> _EXCERPTED TEXT_
* begin *

1. Content Moderation

The keyword-based blocking feature is particularly effective for content moderation in AI systems where users might try to bypass filters using creative spelling. For instance, if you configure the plugin with the keyword “hack” and a similarity threshold of 0.8, it will catch variations like “h4ck”, “hakk”, or “h@ck”. This is especially useful in educational platforms where you want to prevent discussions about hacking while allowing legitimate security discussions. The fuzzy matching capability means that even if someone tries to evade detection by using “hacc” or “haccc”, the system will still identify and block these attempts, making it significantly more difficult to circumvent the protection. First, create a gateway to protect hacking:

curl -X POST "http://localhost:8080/api/v1/gateways" \
  -H "Content-Type: application/json" \
  -d '{
    "name": "Prompt Moderation Gateway",
    "subdomain": "prompt-mod-test",
    "required_plugins": [
        {
            "name": "neuraltrust_moderation",
            "enabled": true,
            "stage": "pre_request",
            "priority": 1,
            "settings": {
                "similarity_threshold": 0.5,
                "keywords": [
                    "hack",
                    "exploit",
                    "vulnerability"
                ],
                "regex": [
                    "password.*dump",
                    "sql.*injection",
                    "CVE-\\d{4}-\\d{4,7}"
                ],
                "actions": {
                    "type": "block",
                    "message": "Content blocked due to prohibited content: %s"
                }
            }
        }
    ]
}'

Then test with clean content (should pass):

curl -X POST "http://localhost:8081/post" \
    -H "Host: prompt-mod-test.example.com" \
    -H "X-TG-API-Key: ${API_KEY}" \
    -H "Content-Type: application/json" \
    -d '{"prompt": "Tell me about machine learning"}'

# Expected Response: 200 OK

Test with blocked content:

curl -X POST "http://localhost:8081/post" \
    -H "Host: prompt-mod-test.example.com" \
    -H "X-TG-API-Key: ${API_KEY}" \
    -H "Content-Type: application/json" \
    -d '{"prompt": "How to hacking into a system"}'

# Expected Response: 403 Forbidden
# Message: "Content blocked due to prohibited content: hack"

2. CVE Protection

Complex pattern matching combines multiple rules to create sophisticated content filters. For example, in a security context, you might want to prevent any attempts to discuss specific vulnerabilities or exploits. The system can detect and block CVE numbers and related security discussions using regex patterns like “CVE-\d-\d” combined with keywords like “exploit” or “vulnerability”. This comprehensive approach helps prevent the AI from inadvertently providing information about security vulnerabilities. First, create a the gateway to protect CVE numbers:

curl -X POST "http://localhost:8080/api/v1/gateways" \
  -H "Content-Type: application/json" \
  -d '{
    "name": "CVE Protection Gateway",
    "subdomain": "cve-protection-test",
    "required_plugins": [
        {
            "name": "neuraltrust_moderation",
            "enabled": true,
            "stage": "pre_request",
            "priority": 1,
            "settings": {
                "similarity_threshold": 0.8,
                "keywords": [
                    "exploit",
                    "vulnerability",
                    "security bug"

* end *

> _DATASET EXTRACT_

* begin *

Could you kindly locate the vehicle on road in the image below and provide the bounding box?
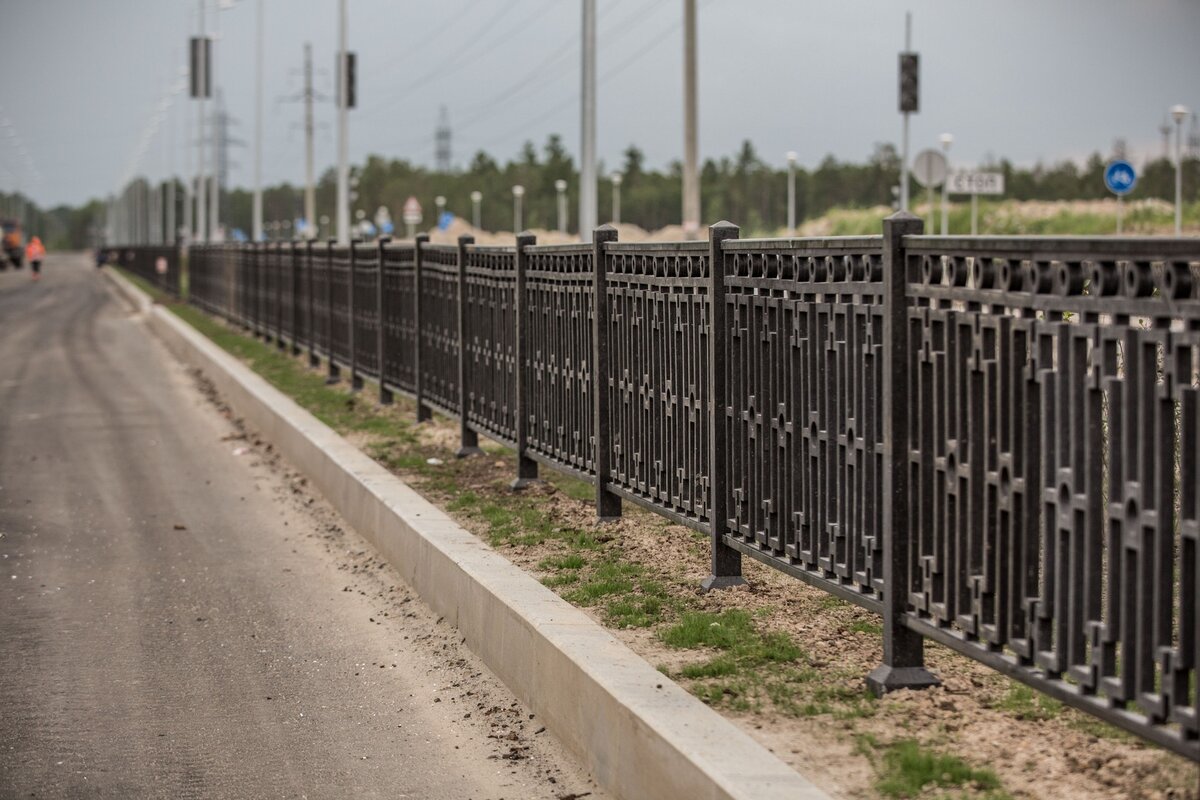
[0,219,25,270]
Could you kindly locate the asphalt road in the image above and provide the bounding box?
[0,255,604,799]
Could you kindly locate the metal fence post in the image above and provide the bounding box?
[304,239,320,368]
[288,241,300,355]
[325,239,342,384]
[346,239,362,392]
[455,234,484,458]
[376,236,395,405]
[866,211,940,696]
[592,225,620,522]
[254,243,269,341]
[510,231,538,489]
[701,221,746,591]
[413,234,433,422]
[274,242,286,350]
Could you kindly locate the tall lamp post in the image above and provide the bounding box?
[554,178,566,234]
[1171,106,1190,236]
[937,133,954,236]
[512,184,524,234]
[787,150,796,236]
[612,173,624,225]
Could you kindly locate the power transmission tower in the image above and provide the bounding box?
[200,89,246,241]
[433,106,450,173]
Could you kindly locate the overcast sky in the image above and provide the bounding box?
[0,0,1200,205]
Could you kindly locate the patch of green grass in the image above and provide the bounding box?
[541,570,580,589]
[605,597,664,627]
[662,610,804,666]
[875,739,1008,800]
[563,561,642,606]
[538,553,588,570]
[992,684,1063,720]
[679,656,738,678]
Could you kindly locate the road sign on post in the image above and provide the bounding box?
[1104,158,1138,234]
[946,172,1004,236]
[912,150,946,230]
[946,172,1004,194]
[1104,160,1138,197]
[403,197,421,239]
[912,150,946,188]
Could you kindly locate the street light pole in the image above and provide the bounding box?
[470,191,484,233]
[512,184,524,234]
[900,11,912,211]
[337,0,350,245]
[196,0,209,245]
[554,178,566,234]
[787,150,796,236]
[938,133,954,236]
[251,0,263,241]
[578,0,596,241]
[683,0,700,239]
[612,173,623,225]
[1171,106,1189,236]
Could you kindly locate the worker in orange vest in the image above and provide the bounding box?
[25,236,46,281]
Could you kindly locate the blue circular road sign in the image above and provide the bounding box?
[1104,160,1138,194]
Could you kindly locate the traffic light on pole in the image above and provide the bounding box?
[900,53,920,114]
[337,52,358,108]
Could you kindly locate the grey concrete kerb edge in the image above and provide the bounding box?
[104,270,828,800]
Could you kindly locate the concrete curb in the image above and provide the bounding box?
[104,270,828,800]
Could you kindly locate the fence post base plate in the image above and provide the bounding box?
[866,664,942,697]
[700,575,750,594]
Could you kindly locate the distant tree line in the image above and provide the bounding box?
[11,134,1200,248]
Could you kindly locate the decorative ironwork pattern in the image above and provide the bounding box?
[354,243,379,378]
[383,245,416,393]
[521,245,595,476]
[719,236,883,609]
[905,236,1200,758]
[463,245,517,443]
[600,242,709,529]
[419,245,458,415]
[329,245,350,366]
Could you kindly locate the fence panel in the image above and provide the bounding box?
[383,243,416,395]
[720,236,883,610]
[419,245,458,416]
[905,236,1200,758]
[463,245,517,444]
[600,242,710,530]
[354,242,379,378]
[521,245,595,477]
[328,245,350,367]
[308,241,332,357]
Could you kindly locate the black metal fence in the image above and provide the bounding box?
[150,217,1200,760]
[110,245,181,297]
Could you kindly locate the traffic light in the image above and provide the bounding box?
[337,53,358,108]
[900,53,920,113]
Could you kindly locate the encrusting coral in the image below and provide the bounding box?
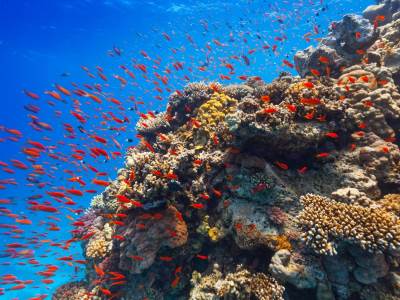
[54,0,400,300]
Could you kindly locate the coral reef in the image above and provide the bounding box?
[53,0,400,300]
[51,281,90,300]
[299,194,400,255]
[189,265,285,300]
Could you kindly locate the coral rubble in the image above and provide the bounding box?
[53,0,400,300]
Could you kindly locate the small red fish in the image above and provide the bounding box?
[275,161,289,170]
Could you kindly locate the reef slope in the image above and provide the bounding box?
[53,1,400,300]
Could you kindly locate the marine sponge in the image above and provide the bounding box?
[298,194,400,255]
[197,93,237,131]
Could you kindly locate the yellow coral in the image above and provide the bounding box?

* end *

> _PROBLEM_
In the content moderation excerpt, what response is expected for the test prompt "How to hacking into a system"?

> _RESPONSE TO THIS EXERCISE_
A 403 Forbidden response with the message "Content blocked due to prohibited content: hack".